It is required that all of the data be written out exactly.

Saved entries
################

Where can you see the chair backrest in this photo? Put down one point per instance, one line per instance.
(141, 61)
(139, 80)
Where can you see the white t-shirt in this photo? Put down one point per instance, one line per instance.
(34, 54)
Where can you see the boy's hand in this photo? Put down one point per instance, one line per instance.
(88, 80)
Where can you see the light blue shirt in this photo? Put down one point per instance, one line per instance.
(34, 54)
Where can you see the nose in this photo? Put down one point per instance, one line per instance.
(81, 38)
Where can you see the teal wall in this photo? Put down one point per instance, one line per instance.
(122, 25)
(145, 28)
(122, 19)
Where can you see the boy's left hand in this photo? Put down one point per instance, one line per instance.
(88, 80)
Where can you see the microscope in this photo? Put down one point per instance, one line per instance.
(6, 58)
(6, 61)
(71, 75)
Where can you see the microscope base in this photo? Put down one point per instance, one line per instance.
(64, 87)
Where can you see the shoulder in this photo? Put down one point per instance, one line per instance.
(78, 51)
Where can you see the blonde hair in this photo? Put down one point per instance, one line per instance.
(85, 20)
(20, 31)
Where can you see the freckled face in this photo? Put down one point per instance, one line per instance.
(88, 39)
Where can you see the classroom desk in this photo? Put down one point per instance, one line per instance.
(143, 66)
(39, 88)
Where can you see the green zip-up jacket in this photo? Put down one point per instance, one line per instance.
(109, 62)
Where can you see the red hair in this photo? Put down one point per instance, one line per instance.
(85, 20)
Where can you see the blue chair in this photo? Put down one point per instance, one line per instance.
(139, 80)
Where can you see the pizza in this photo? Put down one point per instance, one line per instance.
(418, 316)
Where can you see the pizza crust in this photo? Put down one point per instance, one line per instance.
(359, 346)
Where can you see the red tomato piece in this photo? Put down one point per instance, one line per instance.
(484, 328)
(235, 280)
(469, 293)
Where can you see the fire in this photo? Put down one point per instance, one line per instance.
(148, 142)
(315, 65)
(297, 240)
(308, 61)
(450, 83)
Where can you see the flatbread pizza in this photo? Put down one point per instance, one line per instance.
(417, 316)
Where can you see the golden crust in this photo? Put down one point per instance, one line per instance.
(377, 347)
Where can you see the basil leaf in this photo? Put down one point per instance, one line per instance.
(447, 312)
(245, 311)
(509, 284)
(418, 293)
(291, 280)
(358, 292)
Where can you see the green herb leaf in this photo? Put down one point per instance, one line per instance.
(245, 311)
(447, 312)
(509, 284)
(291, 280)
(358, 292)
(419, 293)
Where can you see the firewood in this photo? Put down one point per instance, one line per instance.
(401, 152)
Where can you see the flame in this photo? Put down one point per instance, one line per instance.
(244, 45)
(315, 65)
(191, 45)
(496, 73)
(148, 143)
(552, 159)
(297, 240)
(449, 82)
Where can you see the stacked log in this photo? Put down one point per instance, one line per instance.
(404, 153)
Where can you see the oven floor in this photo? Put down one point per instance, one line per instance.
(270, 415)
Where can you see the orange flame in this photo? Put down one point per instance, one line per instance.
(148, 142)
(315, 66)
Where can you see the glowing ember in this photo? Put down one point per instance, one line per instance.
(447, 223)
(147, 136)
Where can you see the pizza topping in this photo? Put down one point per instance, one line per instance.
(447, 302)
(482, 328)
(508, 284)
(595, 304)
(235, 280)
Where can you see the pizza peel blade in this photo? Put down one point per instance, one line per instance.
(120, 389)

################

Correct result:
Where can you see the chair backrest in this photo? Put down one point per instance, one line per instance.
(141, 61)
(139, 80)
Where can you see the white t-shirt in this photo? Put down one point per instance, one line per instance.
(34, 54)
Where can you see the boy's hand in this photo? Put down one point per instance, one line per instance.
(88, 80)
Where can you see the light blue shirt in this photo? Put down one point per instance, one line per instance.
(34, 54)
Where can you see the nose in this photo? Put down one point per instance, one line per instance.
(81, 38)
Where can you see the teal wall in this photo? Put down one point per instance, one line per instance.
(122, 25)
(145, 28)
(122, 19)
Where can you see the boy's left hand in this photo? Put down one point per instance, one line per instance.
(88, 80)
Where can you see the microscope in this photo? Put down one point per instance, one line per instance.
(6, 58)
(6, 61)
(71, 75)
Where can you see the microscope base in this photo? Put down one point per instance, one line per instance.
(64, 87)
Where can you see the shoulder in this photo? Put down one point per instance, one line per instance.
(78, 51)
Where can you see the blonde hair in this photo? Put down one point per instance, one line per instance.
(85, 20)
(20, 31)
Where can you see the freckled face in this photo? Put down one point per instance, one line per instance.
(88, 39)
Where can you see the classroom desk in this photo? Put down one point per instance, one line per instance.
(143, 66)
(39, 88)
Where can you see the green zip-up jacket in this photo? Put down one point per instance, one line per instance.
(109, 62)
Where can you see the red hair in this photo? Put down one point per instance, one line per instance.
(85, 20)
Where can you see the blue chair in this photo? Put down one point per instance, one line per instance.
(139, 80)
Where can you see the pizza in this photo? Put down one point per instance, one line per instance.
(418, 316)
Where can you see the pizza crust in this photo? Put down one point per instance, one line per instance.
(359, 346)
Where can you see the red tomato piece in this photo? Put down one point per instance, one line per instance.
(484, 328)
(235, 280)
(469, 293)
Where can you see the fire in this photo? Put down one point per instance, one line per instance.
(148, 142)
(315, 65)
(297, 240)
(308, 61)
(450, 83)
Where can you see the flatbread pizza in this photo? Put down one point per instance, one line per instance.
(417, 316)
Where can you see the golden crust in this photo? Put down one point per instance, one line per instance.
(377, 347)
Where can you see the basil leaf in this photo? Put down one point per instance, one line per instance.
(447, 312)
(245, 311)
(509, 284)
(418, 293)
(291, 280)
(358, 292)
Where can you see the green herb leaf in this photo? Put down one point per instance, one line per instance.
(245, 311)
(447, 312)
(509, 284)
(291, 280)
(358, 292)
(419, 293)
Where can you see the firewood in this photo? Put down one point per instance, one line per instance.
(401, 152)
Where can you see the flame in this photo? Put down one point per instance, one line per instance.
(244, 45)
(315, 65)
(191, 45)
(496, 73)
(148, 143)
(552, 159)
(297, 240)
(449, 82)
Where can you see the stacked log in this photo? Put down one point per instance, one line per instance.
(404, 153)
Where can you see the oven floor in this photo? Put down one point per instance, one line per instance.
(270, 415)
Where can you see the orange flame in this photo? Put down one point per instance, one line per instance.
(148, 142)
(315, 66)
Where can you see the glowing ember in this photo? Put down one point per instance, one line per instance.
(447, 223)
(147, 136)
Where can you see the pizza topping in this photo? Put down one point per instance, one line per instance.
(447, 302)
(482, 328)
(508, 284)
(595, 304)
(235, 280)
Where can you see the pizza peel blade in this photo? Put down one point per instance, one line per instance.
(120, 389)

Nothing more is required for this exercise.